• RECORDS FOR THE EXERCISE:
* begin *

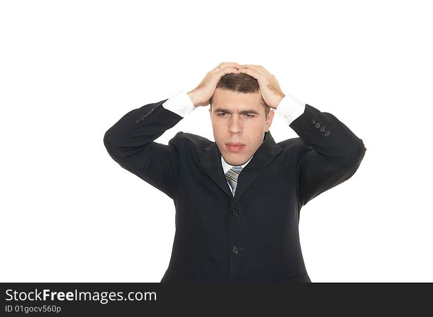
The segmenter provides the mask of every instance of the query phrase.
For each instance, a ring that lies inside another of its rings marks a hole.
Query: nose
[[[228,129],[230,133],[237,134],[242,131],[242,122],[240,115],[232,115],[229,120]]]

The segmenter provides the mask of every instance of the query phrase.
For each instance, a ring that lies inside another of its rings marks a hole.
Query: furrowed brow
[[[218,108],[215,109],[214,110],[214,112],[221,112],[224,114],[231,114],[232,113],[228,109],[225,109],[222,108]],[[260,114],[254,110],[253,109],[247,109],[247,110],[241,110],[241,111],[238,111],[238,113],[240,115],[259,115]]]

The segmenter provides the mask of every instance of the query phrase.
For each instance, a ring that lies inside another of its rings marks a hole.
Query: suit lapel
[[[221,164],[221,152],[216,143],[213,142],[203,150],[199,151],[198,156],[200,163],[206,173],[224,193],[234,200],[236,203],[245,193],[251,183],[259,175],[263,168],[270,163],[282,148],[275,143],[274,138],[268,131],[265,133],[263,142],[254,153],[254,156],[238,177],[238,185],[235,197],[227,182],[227,179]]]

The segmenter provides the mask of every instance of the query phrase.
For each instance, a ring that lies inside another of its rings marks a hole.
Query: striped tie
[[[242,170],[242,166],[233,166],[225,173],[227,181],[232,188],[232,194],[233,194],[233,197],[235,196],[235,192],[236,191],[236,186],[238,185],[238,176],[239,176]]]

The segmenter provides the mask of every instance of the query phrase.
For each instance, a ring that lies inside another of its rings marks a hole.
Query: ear
[[[272,120],[274,119],[274,116],[275,115],[275,112],[274,110],[271,110],[268,114],[268,117],[266,118],[266,130],[265,131],[267,132],[269,131],[269,128],[272,123]]]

* end *

• TASK DIRECTIONS:
Rewrite all of the records above, replacing "query phrase" with "search phrase" and leaving everything else unchanged. Omit the pictures from your answer.

• OUTPUT OF THE EXERCISE:
The segmenter provides the mask of every instance of the search phrase.
For each instance, a ring that lies inside another of its rings marks a hole.
Query: nose
[[[228,129],[230,133],[237,134],[242,131],[242,122],[240,115],[232,115],[229,120]]]

The segmenter provides the mask of every instance of the search phrase.
For each instance, a ring that lies inside another of its rings marks a hole.
Query: furrowed brow
[[[218,108],[215,109],[214,110],[214,112],[221,112],[224,114],[231,114],[232,113],[228,109],[225,109],[222,108]],[[260,114],[254,110],[253,109],[247,109],[247,110],[241,110],[241,111],[238,111],[238,113],[240,115],[259,115]]]

The segmenter provides the mask of every instance of the search phrase.
For each instance, a ring that lies inside another of its rings marks a hole.
Query: suit lapel
[[[221,164],[221,152],[216,143],[213,142],[203,150],[199,151],[198,156],[200,163],[206,173],[224,193],[234,200],[236,203],[245,193],[251,183],[259,175],[263,168],[270,163],[282,148],[275,143],[274,138],[268,131],[265,133],[263,142],[254,153],[254,156],[238,177],[238,185],[235,197],[227,182],[227,179]]]

The segmenter provides the mask of every instance of the search phrase.
For each instance, a ring that lies inside another of its rings marks a hole.
Query: striped tie
[[[242,170],[242,166],[233,166],[225,173],[227,181],[232,188],[232,194],[233,194],[233,197],[235,196],[235,192],[236,191],[236,186],[238,185],[238,176],[239,176]]]

The segmenter provides the mask of every instance of the search phrase.
For each instance, a ring that lies inside another of its rings marks a hole.
Query: ear
[[[272,120],[274,119],[274,116],[275,115],[275,112],[274,110],[271,110],[268,114],[268,117],[266,118],[266,130],[265,131],[267,132],[269,131],[269,128],[272,123]]]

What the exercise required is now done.